- To-do list:
1. Say whether each statement agrees with the email thread about Airflow XCom backends: (a) Tomasz proposes pickle as the serialization method for custom XComs. (b) Ry Walker supports putting a few backends in core. (c) "scone" in an earlier message was an autocorrection of "xcom". Answer each with yes or no and quote the words that decide it.
2. In the email thread about Airflow XCom backends, where would the additional user-defined serialization function be defined?

Quoted passage start

Shouldn't serialization be left to each custom backend?

On Wed, Dec 2, 2020, 8:11 AM Tomasz Urbaszek <[email protected]> wrote:

> Thanks Ry!
>
> > This will allow us to put scone forward as a strong feature rather than
> how it has been historically portrayed as flawed/limited.
>
> This is a good point and I agree that custom backends may increase Airflow
> competitiveness.
>
> However, if we decide to include them in core we need to answer the old
> question - what and how do we serialize objects to persist them?
>
> I'm quite sure we don't want to use pickle, especially when the data is
> retrieved from external systems. Using json by default would kill the power
> of custom  XComs. The only option that comes to my mind is an additional
> function (in airflow_local_settings) that can be defined by users and will
> be used in custom XCom to serialize / deserialize an object. In this way
> users can reuse the "upload/download" part from Airflow codebase, but can
> customize serialization methods for different data types (for example
> pandas > avro, pandas > csv).
>
> What do others think?
>
> Tomek
>
>
> On Wed, Dec 2, 2020 at 4:23 PM Ry Walker <[email protected]> wrote:
>
>> Ha “xcom” was autocorrected to “scone” on my phone, didn’t notice :)
>>
>> On Wed, Dec 2, 2020 at 10:22 AM Ry Walker <[email protected]> wrote:
>>
>>> I’m in favor of including a few backends in core, including some that
>>> can handle larger data, for the sake of Airflow usability and its
>>> competitive positioning.

Quoted passage end
Source data start

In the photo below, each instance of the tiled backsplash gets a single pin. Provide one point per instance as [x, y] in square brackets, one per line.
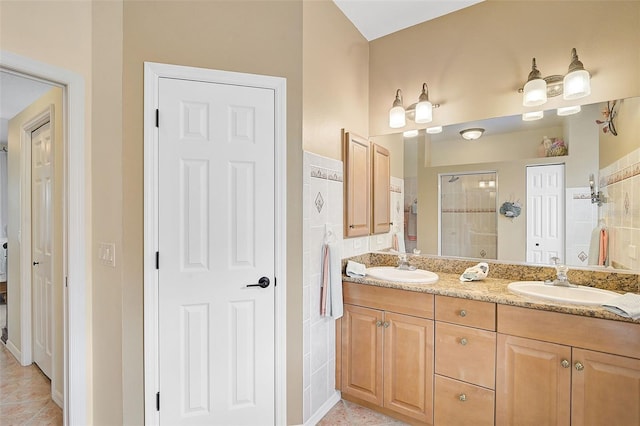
[620, 185]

Source data end

- Answers in order:
1.
(a) No: "I'm quite sure we don't want to use pickle"
(b) Yes: "I’m in favor of including a few backends in core"
(c) Yes: "“xcom” was autocorrected to “scone” on my phone"

2. In airflow_local_settings.